- Task goal: Return each line of the material below that contains the word "foliage", copying every such line unchanged.

"""

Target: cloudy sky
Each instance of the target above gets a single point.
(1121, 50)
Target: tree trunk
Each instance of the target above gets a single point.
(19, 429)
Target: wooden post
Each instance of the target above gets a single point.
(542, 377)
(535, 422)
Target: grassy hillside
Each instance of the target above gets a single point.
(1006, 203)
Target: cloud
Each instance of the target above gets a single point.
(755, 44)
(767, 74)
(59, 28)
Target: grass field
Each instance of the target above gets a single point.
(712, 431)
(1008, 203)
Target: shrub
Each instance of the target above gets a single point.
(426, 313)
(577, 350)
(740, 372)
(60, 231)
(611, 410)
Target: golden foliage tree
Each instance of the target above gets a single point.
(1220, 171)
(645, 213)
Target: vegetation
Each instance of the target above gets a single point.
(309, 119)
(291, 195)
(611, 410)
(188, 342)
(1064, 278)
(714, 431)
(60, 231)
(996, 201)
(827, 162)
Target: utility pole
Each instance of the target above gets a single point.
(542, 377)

"""
"""

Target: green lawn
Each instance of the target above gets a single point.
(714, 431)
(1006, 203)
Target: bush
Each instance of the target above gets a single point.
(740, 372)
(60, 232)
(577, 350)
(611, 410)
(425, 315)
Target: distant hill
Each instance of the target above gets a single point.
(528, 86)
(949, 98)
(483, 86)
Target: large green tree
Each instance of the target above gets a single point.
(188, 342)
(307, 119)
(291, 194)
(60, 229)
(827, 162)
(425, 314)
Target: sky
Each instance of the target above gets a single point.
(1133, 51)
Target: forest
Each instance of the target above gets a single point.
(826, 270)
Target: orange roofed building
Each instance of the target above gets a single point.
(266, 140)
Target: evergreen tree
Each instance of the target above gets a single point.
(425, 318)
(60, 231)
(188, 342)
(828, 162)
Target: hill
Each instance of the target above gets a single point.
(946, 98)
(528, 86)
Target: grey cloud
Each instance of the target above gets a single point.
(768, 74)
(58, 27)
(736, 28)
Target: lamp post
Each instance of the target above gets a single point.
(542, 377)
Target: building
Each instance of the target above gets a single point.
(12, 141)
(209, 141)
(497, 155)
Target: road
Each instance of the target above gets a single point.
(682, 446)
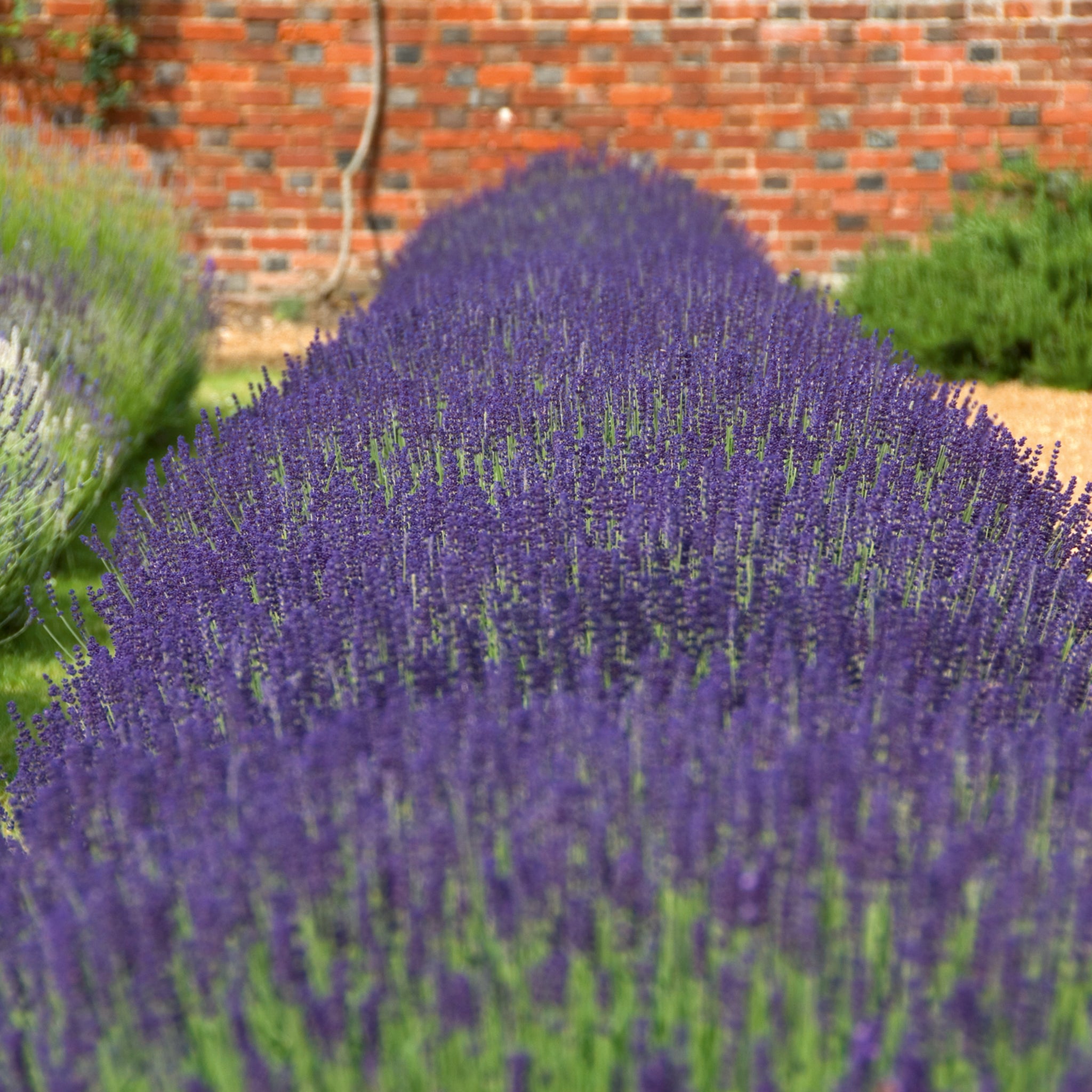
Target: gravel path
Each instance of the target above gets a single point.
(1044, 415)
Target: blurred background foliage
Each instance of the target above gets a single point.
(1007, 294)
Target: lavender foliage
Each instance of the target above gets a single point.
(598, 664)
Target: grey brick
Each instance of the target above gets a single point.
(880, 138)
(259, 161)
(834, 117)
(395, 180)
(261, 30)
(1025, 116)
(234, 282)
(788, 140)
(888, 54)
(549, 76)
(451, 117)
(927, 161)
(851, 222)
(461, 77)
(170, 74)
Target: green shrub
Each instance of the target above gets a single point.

"""

- Answer:
Target: golden foliage tree
Target: blurred background foliage
Target: lavender foliage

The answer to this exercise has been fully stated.